> **Text segment**:

####################

With his vexed views on the subject of “tradition” Wynton Marsalis has become the epitome of the starchy jazz conservative that many would-be jazz liberals love to hate. Yet is there more to the trumpeter than grandiloquent pronouncements on the need to preserve a particular strand of the music’s history? From The Plantation To The Penitentiary, Marsalis’ new album, reminds us that he is also a fervent political commentator as well as a fine musician. 
In a frank interview with Kevin Le Gendre, he discusses his despair at the legacy of slavery and colonialism, his love of jazz as dance music and his fears for children growing up too fast in today’s exploitative society.

March 25 marks 200 years to the day that a Parliamentary Bill was passed to abolish the slave trade in the former British Empire. Amid the frightful figures on both the pain and the gain [approximately 17 million deaths, billions of pounds pumped into the British economy] occasioned by this heinous human trafficking, there is perhaps one statistic that stands out above all others. A liberal estimate of the number of victims of modern day slavery is 20 million.  

The past, it would appear, is not over. Moreover the ongoing effects of the original “respectable” trade and its sly business cousin colonialism have been uppermost in the mind of socio-political commentators for many years. The thread between what happened to African slaves then and what is happening to their Diaspora descendants now is crucial.

From The Plantation To The Penitentiary, the new album by trumpeter Wynton Marsalis, explores this continuum, offering a forthright opinion on the alarming state of African-American, American and western society. Interestingly the new project wasn’t initiated by anniversaries or specific historical hooks. “A lot of the views on this record are things that I’ve expressed in interviews for many years, iterating them in different ways,” Marsalis says on the phone from New York. “The plantation to the penitentiary is a concept that I started to use when I would talk with friends of mine and we would talk about the problems of slavery and how it continues to haunt us today.”

####################

> **What this exercise asks**:
1/ Condense the paragraph of the Wynton Marsalis article that begins "March 25 marks" into a short summary that keeps its main facts.
2/ Continue the Wynton Marsalis article past its final paragraph.
You won't need the lines.

> **Source material**:
####################

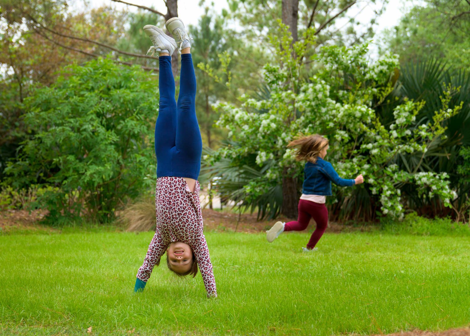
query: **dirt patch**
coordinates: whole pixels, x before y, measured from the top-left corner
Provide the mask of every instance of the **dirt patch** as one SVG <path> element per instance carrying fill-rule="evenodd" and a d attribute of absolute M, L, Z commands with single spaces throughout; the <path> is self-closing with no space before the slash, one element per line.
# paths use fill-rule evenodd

####################

> **Answers to the problems**:
1/ March 25 is the 200th anniversary of a Parliamentary Bill that abolished the slave trade in the former British Empire. The trade caused about 17 million deaths and pumped billions of pounds into the British economy. One figure stands out above the rest: a liberal estimate puts the number of victims of modern-day slavery at 20 million.

2/
To fully understand where Marsalis is coming from one has to engage in some lateral thinking. “If you were 400 years old and you had been in slavery for the first 250 years and you were segregated for the next 100 years then you had 50 years in which you had to fight for everything that you got, you would have a very hard time.

“Given modern psychology, where somebody goes for counselling or something, counsellors always talk about your past and how you grew up. Man, those first 250 years you had were very, very rough.

“When I say from the plantation to the penitentiary you had a large population that was forced to work and they were used as a stock the entire country made money off. And then we had a one hundred year dance back and forth trying to keep the people basically in a certain type of economic slavery, then the Civil Rights movement.

“And now we’re doing that same kind of dance again and people can go to jail from that same plantation population for having some herb or type of drugs where it’s ‘I’m liberating you from getting high…. by putting you in jail for 35 years’. It’s ridiculous.”

If penitentiary is synonymous with the misery of black America’s present and future (projections say one in three black boys born in 2007 faces a custodial sentence) then plantation embodies historical woe. Inextricably linked to the dehumanising symbols of the whip, the lash and the bossman, the plantation, that great field of blooded gold in the gallant south, signifies underclass as well as overspill of profit.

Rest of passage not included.